The article about Arpit Gupta's Google awards names the tasks that NLP researchers first built separate models for. List every one of them.

━━━ Source text ━━━

UC Santa Barbara computer scientist Arpit Gupta has earned two major research awards from Google to support his development of low-cost network foundation models. Gupta’s work, which bridges machine learning and computer networks, aims to lower the cost of deploying large-scale AI infrastructure — an advance with broad implications for the efficiency, scalability and democratization of future technologies.

For Gupta, the awards validate his bold vision of rethinking how networks can be made “self-driving” by using a new class of machine-learning models capable of managing themselves with minimal human intervention.

The first honor, a Google Research Scholar Award, supports early-career faculty pursuing promising, high impact research. The second, the inaugural Google ML (Machine Learning) and Systems Junior Faculty Award, recognizes junior faculty worldwide conducting cutting-edge work at the interface of machine learning and systems.

Together these highly selective awards place Gupta, an assistant professor of computer science, among an elite group of emerging leaders with the potential to shape the future of AI and networking.

“The (Google ML) award is going to more than 50 assistant professors in 27 U.S. universities whose research is particularly noteworthy for Google,” said Amin Vahdat, VP/GM of ML, Systems & Cloud AI.

For decades, machine-learning problems in networking have been solved through point solutions — single models tailored to solve individual problems. But as networks have grown larger and more complex, maintaining separate models for each decision task has become time-consuming, computationally expensive and difficult to scale.

Gupta is pursuing a new approach he calls the convergence principle, his term for the idea that, instead of building and maintaining separate models for each task, it may be possible to develop a single, general-purpose foundation model — a large, general-purpose model pre-trained on diverse data and fine-tuned for specific tasks as needed — that can adapt to a wide variety of networking problems across different scales. “Over time, my research has been guided by this convergence principle,” Gupta said.

His work is inspired by the trajectory of the natural language processing (NLP) community, which faced similar challenges in developing task-specific models. Initially, NLP researchers built separate models for translation, sentiment analysis and question answering, each trained and maintained independently. The turning point came with the development of foundation models, such as BERT in 2018 and later GPT-3, which demonstrated that training on broad, diverse datasets could yield a single adaptable model. “They showed it was possible to move beyond point solutions by building a foundation model that could be fine-tuned for a variety of tasks,” Gupta said. “We’re exploring what it would take to bring that approach to networking.”

━━━ Supplied entries ━━━

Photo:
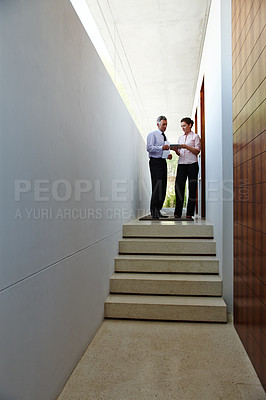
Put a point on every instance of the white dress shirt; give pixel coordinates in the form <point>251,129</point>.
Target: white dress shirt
<point>155,142</point>
<point>192,140</point>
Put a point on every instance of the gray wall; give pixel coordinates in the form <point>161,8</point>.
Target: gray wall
<point>61,119</point>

━━━

● **Problem solution**:
Translation, sentiment analysis, question answering